Referring expression pointing data »
* * * * * * *

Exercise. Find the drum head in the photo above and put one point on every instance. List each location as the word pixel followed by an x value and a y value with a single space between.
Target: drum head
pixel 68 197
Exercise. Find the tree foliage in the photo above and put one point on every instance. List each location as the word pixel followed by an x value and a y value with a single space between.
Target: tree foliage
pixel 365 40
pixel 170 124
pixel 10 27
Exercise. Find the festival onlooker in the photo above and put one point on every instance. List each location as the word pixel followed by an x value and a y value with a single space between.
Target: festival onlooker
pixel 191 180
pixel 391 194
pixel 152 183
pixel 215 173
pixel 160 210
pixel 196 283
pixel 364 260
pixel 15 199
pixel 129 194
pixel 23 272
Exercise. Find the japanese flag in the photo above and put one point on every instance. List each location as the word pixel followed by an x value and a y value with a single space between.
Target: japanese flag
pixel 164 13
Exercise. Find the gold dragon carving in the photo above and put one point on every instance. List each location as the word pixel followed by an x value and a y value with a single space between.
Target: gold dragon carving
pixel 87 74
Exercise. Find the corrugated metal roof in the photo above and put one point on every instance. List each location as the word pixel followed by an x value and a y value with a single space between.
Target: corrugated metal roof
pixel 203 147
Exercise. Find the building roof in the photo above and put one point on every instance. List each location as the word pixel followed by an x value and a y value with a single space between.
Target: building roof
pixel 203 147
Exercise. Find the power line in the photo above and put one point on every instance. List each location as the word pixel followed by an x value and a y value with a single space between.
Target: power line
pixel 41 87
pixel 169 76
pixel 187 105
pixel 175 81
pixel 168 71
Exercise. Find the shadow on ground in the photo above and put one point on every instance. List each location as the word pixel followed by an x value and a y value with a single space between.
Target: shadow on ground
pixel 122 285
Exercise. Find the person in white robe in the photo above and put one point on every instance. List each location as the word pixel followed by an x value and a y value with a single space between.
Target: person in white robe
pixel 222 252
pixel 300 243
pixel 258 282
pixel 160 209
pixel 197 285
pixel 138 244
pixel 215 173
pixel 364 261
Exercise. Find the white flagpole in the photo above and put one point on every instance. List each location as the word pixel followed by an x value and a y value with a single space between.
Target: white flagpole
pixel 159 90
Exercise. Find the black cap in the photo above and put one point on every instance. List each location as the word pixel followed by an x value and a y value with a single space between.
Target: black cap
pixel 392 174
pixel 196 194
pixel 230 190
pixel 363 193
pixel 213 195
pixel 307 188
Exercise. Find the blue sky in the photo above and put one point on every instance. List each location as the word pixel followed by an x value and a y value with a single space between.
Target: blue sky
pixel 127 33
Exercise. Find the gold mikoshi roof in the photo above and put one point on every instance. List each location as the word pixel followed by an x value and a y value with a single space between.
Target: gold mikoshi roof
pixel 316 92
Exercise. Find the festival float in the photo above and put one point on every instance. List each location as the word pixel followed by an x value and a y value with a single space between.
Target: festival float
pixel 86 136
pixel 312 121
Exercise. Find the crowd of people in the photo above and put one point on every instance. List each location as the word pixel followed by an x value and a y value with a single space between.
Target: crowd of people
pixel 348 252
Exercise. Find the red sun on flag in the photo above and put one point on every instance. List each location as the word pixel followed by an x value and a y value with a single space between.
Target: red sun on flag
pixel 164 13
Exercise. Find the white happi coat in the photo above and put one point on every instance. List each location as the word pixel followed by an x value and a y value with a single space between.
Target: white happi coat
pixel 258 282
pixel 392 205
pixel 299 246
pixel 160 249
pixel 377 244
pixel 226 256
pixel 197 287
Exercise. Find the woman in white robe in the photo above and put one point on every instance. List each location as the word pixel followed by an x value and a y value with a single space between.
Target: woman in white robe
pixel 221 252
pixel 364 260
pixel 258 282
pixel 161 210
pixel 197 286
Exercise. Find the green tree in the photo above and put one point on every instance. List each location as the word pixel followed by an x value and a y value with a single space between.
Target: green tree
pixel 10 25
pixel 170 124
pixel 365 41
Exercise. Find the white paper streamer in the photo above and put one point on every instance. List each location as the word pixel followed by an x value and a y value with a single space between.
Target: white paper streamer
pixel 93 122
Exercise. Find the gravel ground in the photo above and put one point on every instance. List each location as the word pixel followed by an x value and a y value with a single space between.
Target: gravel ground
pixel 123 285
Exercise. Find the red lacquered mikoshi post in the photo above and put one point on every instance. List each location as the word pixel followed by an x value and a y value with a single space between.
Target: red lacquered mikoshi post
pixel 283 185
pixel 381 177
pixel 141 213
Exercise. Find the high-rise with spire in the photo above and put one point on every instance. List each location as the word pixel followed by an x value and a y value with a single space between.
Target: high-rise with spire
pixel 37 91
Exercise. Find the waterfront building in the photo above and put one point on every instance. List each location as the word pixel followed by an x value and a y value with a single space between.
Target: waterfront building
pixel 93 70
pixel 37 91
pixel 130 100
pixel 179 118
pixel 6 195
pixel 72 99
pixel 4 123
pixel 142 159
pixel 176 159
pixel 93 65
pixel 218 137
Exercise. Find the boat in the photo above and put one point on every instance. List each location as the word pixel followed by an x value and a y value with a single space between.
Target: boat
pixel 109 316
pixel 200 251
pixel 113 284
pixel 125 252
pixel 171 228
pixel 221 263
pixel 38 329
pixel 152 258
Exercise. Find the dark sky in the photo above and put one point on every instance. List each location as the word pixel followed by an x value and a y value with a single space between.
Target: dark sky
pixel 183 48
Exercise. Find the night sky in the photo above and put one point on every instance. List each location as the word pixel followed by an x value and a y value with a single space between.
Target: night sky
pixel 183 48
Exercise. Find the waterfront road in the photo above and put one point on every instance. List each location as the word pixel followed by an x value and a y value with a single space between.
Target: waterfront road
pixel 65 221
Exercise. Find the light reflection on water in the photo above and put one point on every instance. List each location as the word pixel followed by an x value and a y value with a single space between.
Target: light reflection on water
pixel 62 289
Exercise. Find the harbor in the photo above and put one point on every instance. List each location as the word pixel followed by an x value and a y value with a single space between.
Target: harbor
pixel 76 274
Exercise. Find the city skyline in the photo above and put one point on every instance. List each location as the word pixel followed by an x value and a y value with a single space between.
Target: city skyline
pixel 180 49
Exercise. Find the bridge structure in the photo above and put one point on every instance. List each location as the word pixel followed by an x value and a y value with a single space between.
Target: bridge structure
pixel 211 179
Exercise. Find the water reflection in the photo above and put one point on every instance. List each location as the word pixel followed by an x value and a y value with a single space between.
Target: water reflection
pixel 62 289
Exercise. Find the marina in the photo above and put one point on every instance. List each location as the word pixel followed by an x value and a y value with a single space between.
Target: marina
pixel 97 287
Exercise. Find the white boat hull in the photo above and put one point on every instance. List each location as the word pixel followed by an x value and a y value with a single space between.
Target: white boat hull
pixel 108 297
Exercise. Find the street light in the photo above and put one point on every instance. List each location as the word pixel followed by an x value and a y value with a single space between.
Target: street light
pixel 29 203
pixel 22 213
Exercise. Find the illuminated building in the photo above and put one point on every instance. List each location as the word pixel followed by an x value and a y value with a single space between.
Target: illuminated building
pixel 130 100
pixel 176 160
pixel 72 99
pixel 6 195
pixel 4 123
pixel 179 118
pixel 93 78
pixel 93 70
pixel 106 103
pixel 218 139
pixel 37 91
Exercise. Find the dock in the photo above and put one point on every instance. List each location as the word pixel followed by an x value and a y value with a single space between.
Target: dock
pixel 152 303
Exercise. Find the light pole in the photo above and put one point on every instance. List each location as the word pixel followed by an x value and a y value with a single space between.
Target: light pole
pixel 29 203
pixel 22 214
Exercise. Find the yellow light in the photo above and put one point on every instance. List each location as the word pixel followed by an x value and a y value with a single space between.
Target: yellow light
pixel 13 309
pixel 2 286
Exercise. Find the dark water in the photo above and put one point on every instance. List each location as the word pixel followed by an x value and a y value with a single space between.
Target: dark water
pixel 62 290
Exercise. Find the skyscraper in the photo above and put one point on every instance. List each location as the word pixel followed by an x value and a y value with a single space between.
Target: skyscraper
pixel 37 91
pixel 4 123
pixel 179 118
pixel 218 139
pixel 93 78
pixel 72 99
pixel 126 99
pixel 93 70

* * * * * * *

What this task involves » From the records above, repeat exactly the lines from the one with "Target: green tree" through the one with "Exercise. Find the white paper", both included.

Expected output »
Target: green tree
pixel 10 25
pixel 170 124
pixel 365 41
Exercise. Find the white paper streamer in the photo above and put one point on every instance. List each location as the word pixel followed by an x value and a y value with a single space between.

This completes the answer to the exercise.